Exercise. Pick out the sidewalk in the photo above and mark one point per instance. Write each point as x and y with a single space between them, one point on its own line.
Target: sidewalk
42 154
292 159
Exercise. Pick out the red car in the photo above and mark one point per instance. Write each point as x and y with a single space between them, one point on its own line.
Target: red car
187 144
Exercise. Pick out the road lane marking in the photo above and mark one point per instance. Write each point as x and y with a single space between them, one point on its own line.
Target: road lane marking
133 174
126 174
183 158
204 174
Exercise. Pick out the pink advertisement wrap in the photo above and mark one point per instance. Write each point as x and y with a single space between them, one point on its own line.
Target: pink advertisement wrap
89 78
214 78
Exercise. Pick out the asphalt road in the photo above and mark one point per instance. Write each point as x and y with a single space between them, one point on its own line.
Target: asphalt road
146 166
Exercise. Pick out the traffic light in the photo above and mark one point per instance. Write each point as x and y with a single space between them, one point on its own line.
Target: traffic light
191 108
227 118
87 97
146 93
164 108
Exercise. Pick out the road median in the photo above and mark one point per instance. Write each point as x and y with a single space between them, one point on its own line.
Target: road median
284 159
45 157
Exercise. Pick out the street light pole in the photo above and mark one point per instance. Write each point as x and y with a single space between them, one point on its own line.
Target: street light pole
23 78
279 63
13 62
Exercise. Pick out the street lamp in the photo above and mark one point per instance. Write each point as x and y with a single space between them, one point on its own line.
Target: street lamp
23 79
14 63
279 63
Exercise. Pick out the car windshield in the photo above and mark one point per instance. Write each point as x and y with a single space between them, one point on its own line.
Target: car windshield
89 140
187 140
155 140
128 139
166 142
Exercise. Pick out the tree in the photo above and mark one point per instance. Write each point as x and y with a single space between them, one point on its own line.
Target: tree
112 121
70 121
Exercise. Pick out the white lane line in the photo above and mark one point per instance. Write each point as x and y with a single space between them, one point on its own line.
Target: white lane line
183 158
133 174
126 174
• • •
* _What you have to do_: After reading the data above, return it verbatim in full.

* _Exercise result_:
Exercise. Pick out the sidewalk in the photo above and mark one point per instance. Write each point as x and y with a single space between them, one point on its own line.
Target: sidewalk
42 154
292 159
Exercise. Pick out the red car in the photo above and mark one point per instance. Write each point as x and y with a single space between them, one point on its own line.
Target: red car
187 144
Exercise. Pick out the road lane marking in the photo above and mark one point per instance. Write each point as x and y with a single space between them, one point on its own line.
Target: road lane marking
133 174
126 174
183 158
204 174
Exercise. Pick out the pink advertisement wrap in the photo above and mark one point per instance. Write each point as x and y with a single space between them, one point on its own line.
Target: pink advertisement wrap
89 78
214 78
Exercise. Pick out the asphalt road in the photo above and mark one point per instance. Write each point as x and y with a single space between them, one point on its own line.
Target: asphalt road
146 166
Exercise. Pick out the traffic light in the photo above and mark one point per instance. Write each point as x and y with a single space between them, one point on its own line.
Target: traffic light
191 108
227 118
87 97
146 93
164 108
Exercise. Pick out the road median in the photo above and mark one point per instance. Write each point as x and y with a single space between them, one point on its own line.
Target: road median
284 159
45 157
Exercise. Pick out the street light pole in the photo above and mark one point per instance. Write each point as x and y with a single space between them, one point on its own line.
Target: street light pole
23 78
279 63
13 62
Exercise. Pick out the street lamp in the photo above and mark one point per instance. Write each point as x and y with a single space between them, one point on its own line.
Target: street lamp
23 79
14 63
279 63
Exercise. Pick out the car windshield in the photo above and mark one point per instance. Write each point as x and y with a single space between them, one point on its own line.
Target: car windshield
89 140
187 140
155 140
128 139
166 142
Exercise. Pick out the tree in the photo above and mark one point per instance. Write each point as x and y with a single space between them, one point on its own line.
Target: tree
112 121
70 121
Exercise. Pick out the white lane line in the photo above and mark one point per instance. Write each point as x and y with a single space between them, one point on its own line.
Target: white lane line
183 158
133 174
126 174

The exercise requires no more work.